[Start Material provided]
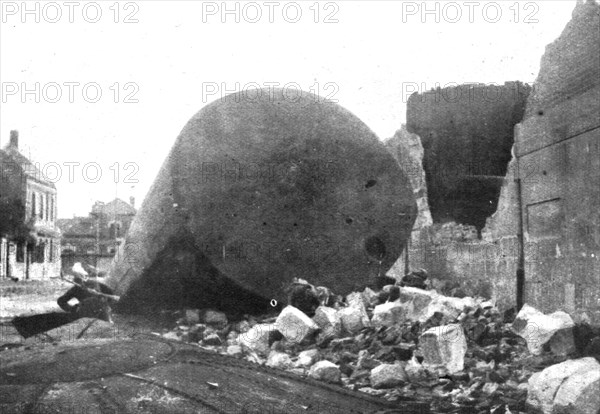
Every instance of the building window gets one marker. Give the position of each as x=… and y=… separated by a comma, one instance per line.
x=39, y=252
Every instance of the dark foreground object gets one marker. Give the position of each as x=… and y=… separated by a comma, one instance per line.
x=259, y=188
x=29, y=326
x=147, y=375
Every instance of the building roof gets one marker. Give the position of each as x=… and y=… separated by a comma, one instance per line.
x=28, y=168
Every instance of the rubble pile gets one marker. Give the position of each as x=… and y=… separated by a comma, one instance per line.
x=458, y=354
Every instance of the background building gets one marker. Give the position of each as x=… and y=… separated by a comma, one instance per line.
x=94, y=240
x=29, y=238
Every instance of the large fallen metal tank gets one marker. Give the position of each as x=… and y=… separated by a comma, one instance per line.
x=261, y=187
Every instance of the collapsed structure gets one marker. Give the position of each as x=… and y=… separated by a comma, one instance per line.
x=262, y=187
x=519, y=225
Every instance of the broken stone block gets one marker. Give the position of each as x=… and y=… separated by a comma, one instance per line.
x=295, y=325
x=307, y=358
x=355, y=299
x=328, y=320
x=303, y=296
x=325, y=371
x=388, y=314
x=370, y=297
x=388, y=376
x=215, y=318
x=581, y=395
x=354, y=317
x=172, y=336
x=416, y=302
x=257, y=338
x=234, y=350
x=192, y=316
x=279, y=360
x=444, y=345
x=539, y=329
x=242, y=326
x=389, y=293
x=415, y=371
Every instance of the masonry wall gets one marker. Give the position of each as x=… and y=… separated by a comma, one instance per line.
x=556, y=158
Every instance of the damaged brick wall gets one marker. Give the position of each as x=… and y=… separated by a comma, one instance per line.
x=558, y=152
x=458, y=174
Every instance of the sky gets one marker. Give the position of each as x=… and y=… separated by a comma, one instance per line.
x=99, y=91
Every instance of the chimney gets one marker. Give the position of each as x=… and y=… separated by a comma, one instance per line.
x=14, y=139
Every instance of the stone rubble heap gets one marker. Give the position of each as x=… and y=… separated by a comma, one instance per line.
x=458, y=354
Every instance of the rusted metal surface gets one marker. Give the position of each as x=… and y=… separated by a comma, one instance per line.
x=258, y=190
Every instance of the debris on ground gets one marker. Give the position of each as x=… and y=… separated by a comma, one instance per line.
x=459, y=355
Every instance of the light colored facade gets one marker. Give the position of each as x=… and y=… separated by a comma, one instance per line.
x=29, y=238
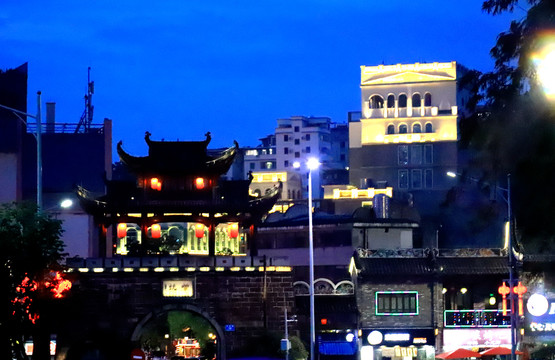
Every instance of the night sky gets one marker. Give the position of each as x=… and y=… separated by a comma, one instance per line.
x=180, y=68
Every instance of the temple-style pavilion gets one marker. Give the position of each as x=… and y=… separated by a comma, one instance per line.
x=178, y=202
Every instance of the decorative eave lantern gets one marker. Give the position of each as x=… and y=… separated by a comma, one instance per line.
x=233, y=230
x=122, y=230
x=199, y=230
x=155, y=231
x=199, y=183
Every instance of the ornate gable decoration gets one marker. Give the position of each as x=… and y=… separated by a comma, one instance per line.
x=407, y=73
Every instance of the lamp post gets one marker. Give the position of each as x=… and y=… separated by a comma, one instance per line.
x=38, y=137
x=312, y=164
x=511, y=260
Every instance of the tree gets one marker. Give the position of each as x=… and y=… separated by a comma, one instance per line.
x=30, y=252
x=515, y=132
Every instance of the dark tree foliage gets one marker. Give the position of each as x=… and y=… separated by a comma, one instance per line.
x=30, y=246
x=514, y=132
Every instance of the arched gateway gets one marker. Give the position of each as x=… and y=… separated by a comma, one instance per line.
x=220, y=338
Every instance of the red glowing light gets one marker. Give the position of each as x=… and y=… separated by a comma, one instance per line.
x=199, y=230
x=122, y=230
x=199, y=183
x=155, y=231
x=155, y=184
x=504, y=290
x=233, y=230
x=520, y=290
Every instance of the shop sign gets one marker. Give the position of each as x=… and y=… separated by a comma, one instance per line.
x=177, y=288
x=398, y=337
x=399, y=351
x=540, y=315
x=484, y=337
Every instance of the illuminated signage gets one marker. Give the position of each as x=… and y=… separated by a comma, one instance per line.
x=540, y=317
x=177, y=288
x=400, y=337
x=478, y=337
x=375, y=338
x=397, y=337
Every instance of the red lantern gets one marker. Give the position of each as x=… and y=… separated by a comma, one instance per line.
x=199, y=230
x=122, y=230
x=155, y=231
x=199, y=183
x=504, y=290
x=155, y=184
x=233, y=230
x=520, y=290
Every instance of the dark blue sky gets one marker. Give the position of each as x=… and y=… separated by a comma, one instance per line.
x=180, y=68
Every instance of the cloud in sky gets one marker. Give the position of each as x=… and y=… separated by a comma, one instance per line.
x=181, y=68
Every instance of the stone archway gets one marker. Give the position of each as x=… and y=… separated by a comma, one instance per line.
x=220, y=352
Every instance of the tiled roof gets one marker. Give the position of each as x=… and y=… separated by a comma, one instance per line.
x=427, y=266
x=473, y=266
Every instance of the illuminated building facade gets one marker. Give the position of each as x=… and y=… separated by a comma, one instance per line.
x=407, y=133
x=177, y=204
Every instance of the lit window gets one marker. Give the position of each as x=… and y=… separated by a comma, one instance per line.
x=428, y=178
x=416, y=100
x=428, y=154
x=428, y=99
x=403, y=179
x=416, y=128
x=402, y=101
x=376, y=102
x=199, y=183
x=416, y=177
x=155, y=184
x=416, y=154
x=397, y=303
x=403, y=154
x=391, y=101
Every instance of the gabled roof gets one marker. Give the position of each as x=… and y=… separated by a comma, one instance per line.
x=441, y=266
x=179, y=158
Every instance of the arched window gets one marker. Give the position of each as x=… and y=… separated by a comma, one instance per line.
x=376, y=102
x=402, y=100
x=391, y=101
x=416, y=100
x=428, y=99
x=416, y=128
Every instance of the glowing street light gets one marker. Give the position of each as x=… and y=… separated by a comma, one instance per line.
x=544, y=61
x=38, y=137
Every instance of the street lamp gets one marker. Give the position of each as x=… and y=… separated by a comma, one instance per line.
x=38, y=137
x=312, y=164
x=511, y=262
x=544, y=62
[End Material provided]
Give the listing above as a JSON list of strings, one string per line, skipping blank lines. Leave out the pictures.

[Final answer]
[
  "Every instance of the building window gets one marker. Give the position of each as x=… and y=… separated by a comma, one instance per line.",
  "x=39, y=252",
  "Every instance of the dark foreground object gets one marker. Give the position of each as x=… and y=… separated by a comma, one instance per line.",
  "x=259, y=188",
  "x=29, y=326",
  "x=147, y=375",
  "Every instance of the building roof gets one marker. Give the position of each as x=… and y=… separated by a comma, one instance per line.",
  "x=28, y=168",
  "Every instance of the rubble pile gets one marker. Give the position of each as x=… and y=… separated by a comma, one instance per line.",
  "x=458, y=354",
  "Every instance of the background building gets one marker. Give the position of each as x=… and y=… separated by a comma, one instance per line.",
  "x=94, y=240",
  "x=29, y=238",
  "Every instance of the large fallen metal tank gets one marker. Give the position of each as x=… and y=… separated by a comma, one instance per line.",
  "x=261, y=187",
  "Every instance of the collapsed structure gets one marker. Give the position of each as x=… and y=… separated by a comma, one instance per line.",
  "x=262, y=187",
  "x=519, y=225",
  "Every instance of the broken stone block gets one marker. Give the position of each as x=… and y=… separated by a comma, one instance per line.",
  "x=295, y=325",
  "x=307, y=358",
  "x=355, y=299",
  "x=328, y=320",
  "x=303, y=296",
  "x=325, y=371",
  "x=388, y=314",
  "x=370, y=297",
  "x=388, y=376",
  "x=215, y=318",
  "x=581, y=395",
  "x=354, y=317",
  "x=172, y=336",
  "x=416, y=302",
  "x=257, y=338",
  "x=234, y=350",
  "x=192, y=316",
  "x=279, y=360",
  "x=444, y=345",
  "x=539, y=329",
  "x=242, y=326",
  "x=389, y=293",
  "x=415, y=371",
  "Every instance of the masonry wall gets one marker. Give the position of each as x=… and y=… separated by a comma, one instance per line.",
  "x=556, y=158",
  "Every instance of the damaged brick wall gets one marker. Give the position of each as x=… and y=… separated by a comma, one instance per line.",
  "x=558, y=152",
  "x=458, y=174",
  "Every instance of the sky gets one marker. Give the position of each as x=… and y=… separated by a comma, one instance per line.",
  "x=99, y=91",
  "Every instance of the chimney gets one marker. Give the position of each as x=… and y=… separated by a comma, one instance per line.",
  "x=14, y=139",
  "Every instance of the stone rubble heap gets one marker. Give the position of each as x=… and y=… separated by a comma, one instance per line.",
  "x=458, y=354",
  "Every instance of the rusted metal surface gets one marker. Give the position of each as x=… and y=… separated by a comma, one instance per line.",
  "x=258, y=190",
  "Every instance of the debris on ground gets one marker. Give the position of each as x=… and y=… separated by a comma, one instance per line.",
  "x=459, y=355",
  "Every instance of the light colored facade gets one marker. Give the position of each as x=… and y=… separated by a comma, one instance per line.",
  "x=29, y=238",
  "Every instance of the night sky gets one marker. Give the position of each as x=… and y=… separated by a comma, one instance per line.",
  "x=180, y=68",
  "Every instance of the temple-style pavilion gets one marker. Give the position of each as x=… and y=… separated by a comma, one instance per line.",
  "x=178, y=202",
  "Every instance of the decorative eave lantern gets one marker. Give the position of each as x=… and y=… separated by a comma, one instance per line.",
  "x=233, y=230",
  "x=122, y=230",
  "x=199, y=230",
  "x=155, y=231",
  "x=199, y=183",
  "Every instance of the ornate gable decoration gets one marker. Give the position of each as x=… and y=… separated by a comma, one instance per line.",
  "x=407, y=73",
  "Every instance of the lamp post gets one marker. Give the position of each as x=… and y=… separated by a comma, one instance per line.",
  "x=38, y=137",
  "x=312, y=164",
  "x=511, y=260",
  "Every instance of the tree gets one marker. Give the position of each as x=… and y=… separated by a comma, one instance per line.",
  "x=30, y=252",
  "x=515, y=132",
  "Every instance of the dark tree foliage gets one marker. Give the position of each as x=… and y=… separated by a comma, one instance per line.",
  "x=30, y=246",
  "x=514, y=132",
  "Every instance of the arched gateway gets one marker. Give the position of each as x=… and y=… separated by a comma, one instance per line.",
  "x=220, y=338",
  "Every instance of the red glowing light gets one marker. Give the position of each as x=… and y=… separated by a comma, one instance per line.",
  "x=199, y=230",
  "x=122, y=230",
  "x=199, y=183",
  "x=155, y=231",
  "x=155, y=184",
  "x=504, y=290",
  "x=233, y=230",
  "x=520, y=290",
  "Every instance of the shop sign gets one marker. Give the position of each as x=… and y=… separated by a comma, one instance per line.",
  "x=177, y=288",
  "x=398, y=337",
  "x=399, y=351",
  "x=540, y=315",
  "x=484, y=337",
  "Every instance of the illuminated signage gets one marker. Give the position of each as x=… and y=… separated by a comma, one instance per line.",
  "x=540, y=317",
  "x=177, y=288",
  "x=400, y=337",
  "x=478, y=337",
  "x=375, y=338",
  "x=397, y=337",
  "Every instance of the red lantern gets one marker. Give the position of each as x=… and y=… separated by a comma, one instance per line.",
  "x=199, y=230",
  "x=122, y=230",
  "x=155, y=231",
  "x=199, y=183",
  "x=504, y=290",
  "x=155, y=184",
  "x=233, y=230",
  "x=520, y=290",
  "Every instance of the dark blue sky gets one marker. Give the position of each as x=… and y=… separated by a comma, one instance per line.",
  "x=180, y=68",
  "Every instance of the cloud in sky gets one marker. Give the position of each as x=… and y=… separated by a comma, one instance per line.",
  "x=181, y=68",
  "Every instance of the stone archway gets one marker. Give the position of each as x=… and y=… separated by a comma, one instance per line.",
  "x=220, y=352",
  "Every instance of the tiled roof gets one marker. Give the position of each as x=… and y=… separated by a comma, one instance per line.",
  "x=427, y=266",
  "x=473, y=266",
  "Every instance of the illuminated building facade gets one marker. Give the position of each as x=… and y=… separated by a comma, one instance per line.",
  "x=407, y=133",
  "x=177, y=204",
  "Every instance of the lit window gets one marker. Give the position of each as x=… and y=… separated by a comma, one instance per line.",
  "x=428, y=178",
  "x=416, y=100",
  "x=428, y=154",
  "x=428, y=99",
  "x=403, y=179",
  "x=416, y=128",
  "x=402, y=101",
  "x=376, y=102",
  "x=199, y=183",
  "x=416, y=177",
  "x=155, y=184",
  "x=416, y=154",
  "x=397, y=303",
  "x=403, y=154",
  "x=391, y=101",
  "Every instance of the gabled roof gets one marker. Give the position of each as x=… and y=… separated by a comma, one instance per line.",
  "x=441, y=266",
  "x=179, y=158",
  "Every instance of the arched window gets one marker. Give the position of each as x=… and y=… separated by a comma, one instance per line.",
  "x=376, y=102",
  "x=402, y=100",
  "x=391, y=101",
  "x=416, y=100",
  "x=428, y=99",
  "x=416, y=128",
  "Every instance of the glowing street light gets one marker. Give the position of each as x=… and y=… separated by a comma, one instance per line.",
  "x=544, y=61",
  "x=38, y=137",
  "Every instance of the street lamp gets one marker. Give the position of each as x=… and y=… separated by a comma, one instance per line.",
  "x=38, y=137",
  "x=312, y=164",
  "x=511, y=262",
  "x=544, y=62"
]